Passage provided>
Rebuilding Together believes in a safe and healthy home for every person. This means that we believe disabled and aging homeowners should be able to remain in their homes for as long as possible. We believe that homeowners displaced by natural disaster will get back into safe housing with help from the community. We believe that our nation’s veterans with disabilities deserve safe and accessible homes. Rebuilding Together believes we can preserve affordable homeownership and revitalize communities by providing free home modifications and repairs, making homes safer, more accessible, and more energy efficient.

Dan Brimberry ’13

Site: Resource Center for Independent Living

“Currently I am assisting in legal and economics research to support the passage of the Integrated Services  Bill (ISB) in the New York State Legislature.  The ISB changes state law to establish an option for community-based care approach to individuals with disabilities, as opposed to the current institution-based care mandated by the current State law.”

RCIL is a civil rights organization offering a wide range of independent living and advocacy services for and — most importantly — with people with disabilities. Our underlying assumption? That there should be “no limits” placed on people, regardless of disability. The basic human right of participating in society as a self-determining individual must extend to all citizens. Each of us has the capacity — and responsibility — to be a proud, contributing member of our society.

Provided data>
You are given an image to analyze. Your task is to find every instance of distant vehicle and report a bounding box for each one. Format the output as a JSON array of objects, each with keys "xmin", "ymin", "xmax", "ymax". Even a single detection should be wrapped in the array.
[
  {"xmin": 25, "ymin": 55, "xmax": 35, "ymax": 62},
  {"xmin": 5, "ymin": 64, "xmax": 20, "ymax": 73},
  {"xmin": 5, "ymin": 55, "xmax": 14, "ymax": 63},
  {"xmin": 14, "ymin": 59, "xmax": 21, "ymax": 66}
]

Task requirements>
**A.** In the passage, how does Rebuilding Together say it can preserve affordable homeownership and revitalize communities? Answer in one to three sentences.
**B.** According to the passage, what site is listed for Dan Brimberry?
**C.** Translate this sentence from the passage into Spanish: "Each of us has the capacity — and responsibility — to be a proud, contributing member of our society."

Answers by item>
**A.** Rebuilding Together says it can do this by providing free home modifications and repairs. This work makes homes safer, more accessible, and more energy efficient.

**B.** The Resource Center for Independent Living.

**C.** Cada uno de nosotros tiene la capacidad —y la responsabilidad— de ser un miembro orgulloso y contribuyente de nuestra sociedad.